> _課題_
下肢静脈瘤の予防を扱った本文のうち、「予防には弾性ストッキングの着用が有効」から始まり「では、下肢静脈瘤の予防方法はあるのでしょうか?」までの部分を、「弾性ストッキング」を「医療用ストッキング」に言い換えて書き直せ。

予防には弾性ストッキングの着用が有効
人間が生きている限り、遺伝子が変異して発症する可能性がある癌は、今のところ完全には回避できない病気です。禁煙や生活習慣の改善により、ある程度の予防は可能ですが、完全な予防は不可能なため、早期発見・早期治療が大切になります。
では、下肢静脈瘤の予防方法はあるのでしょうか?
下肢静脈瘤は、あしの静脈の逆流防止弁が壊れて静脈の血液が逆流することで起きる病気です。それを予防するための究極の方法は、ずっと寝ていることです。でも、そんなことは不可能です。下肢静脈瘤は人間が二本足で直立歩行している限り、ある程度避けられない病気なのかもしれません。
唯一、効果があると言われているのが“弾性ストッキングの着用”です。

> _データ_

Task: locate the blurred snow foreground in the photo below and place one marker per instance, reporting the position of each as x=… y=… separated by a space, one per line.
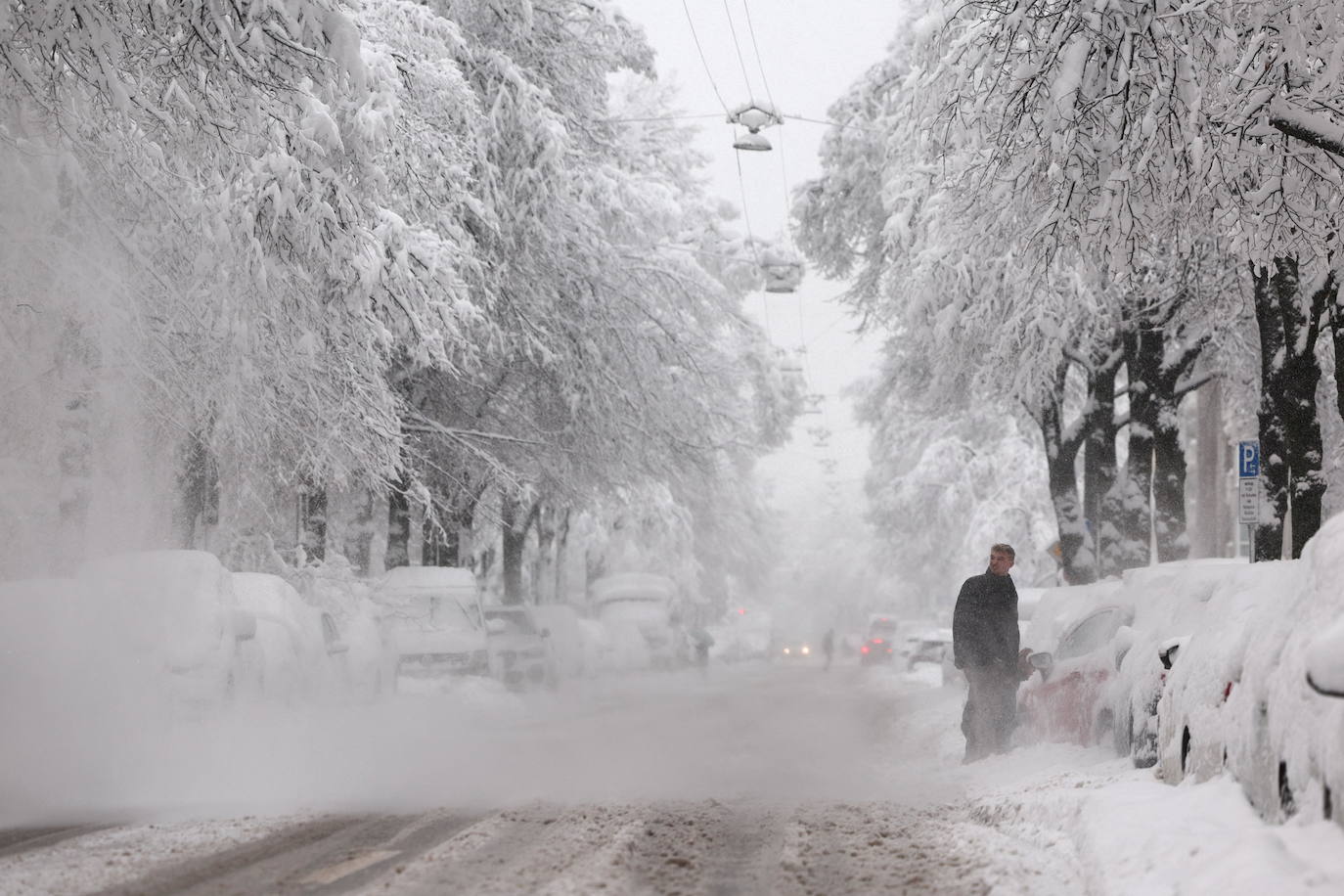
x=208 y=694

> _解答_
予防には医療用ストッキングの着用が有効
人間が生きている限り、遺伝子が変異して発症する可能性がある癌は、今のところ完全には回避できない病気です。禁煙や生活習慣の改善により、ある程度の予防は可能ですが、完全な予防は不可能なため、早期発見・早期治療が大切になります。
では、下肢静脈瘤の予防方法はあるのでしょうか?